• Ziel:
Beantworte anhand des Dokumentauszugs kurz diese Fragen, jede auf einer eigenen Zeile:
(a) Welche Gabel wird im ersten Beitrag als etwas leichter und filigraner beschrieben?
(b) Welche RST-Gabel ist im Commençal-Hardtail von Eine_Dropsau verbaut, und welchen Federweg hat sie?
(c) Was soll Eine_Dropsau laut der Antwort vom 28. November 2017 prüfen?

• Dokumentauszug:
___

Mit aktuellen Gabeln hat man in der Regel eher ein Cruiser Feeling - mit hohem Lenker und Fiess abkippendem Lenkverhalten.

Die Gila ist etwas leichter und filigraner 

Gruß Stepha, RST_Europe_Team.


----------



## Wiener_Ron (28. Juni 2016)

Danke für Antwort!


----------



## Eine_Dropsau (24. November 2017)

Ich habe in meinem Commençal hardtail die RST Blaze. Versuche sie jetzt mit dem Luftkartuschen-Umrüstkit noch etwas zu optimieren. Bin aber eigentlich nicht zufrieden mit der Gabel. Hat Jemand eine Alternative? Die RST hat 120mm, 27,5Zoll und dann noch ein 1/1/8 Schaft. Leider kein Tapered. Ich finde keine andere Gabel. Das gibts dich gar nicht?


----------



## MTB-News.de




----------



## RST_Europe_Team (28. November 2017)

Hallo Eine_Dropsau,

schau mal ob der Rahmen ein Taper Rahmen ist und die Gabel mit einem Reduzierkonus verbaut ist.
Dann hättest du ein Problem weniger.

___

• Datenblock:
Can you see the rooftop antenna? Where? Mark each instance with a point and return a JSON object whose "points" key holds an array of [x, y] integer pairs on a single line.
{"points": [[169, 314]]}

___

• Ergebnis:
(a) Die Gila.
(b) Die RST Blaze mit 120 mm Federweg.
(c) Ob der Rahmen ein Taper-Rahmen ist und die Gabel mit einem Reduzierkonus verbaut ist.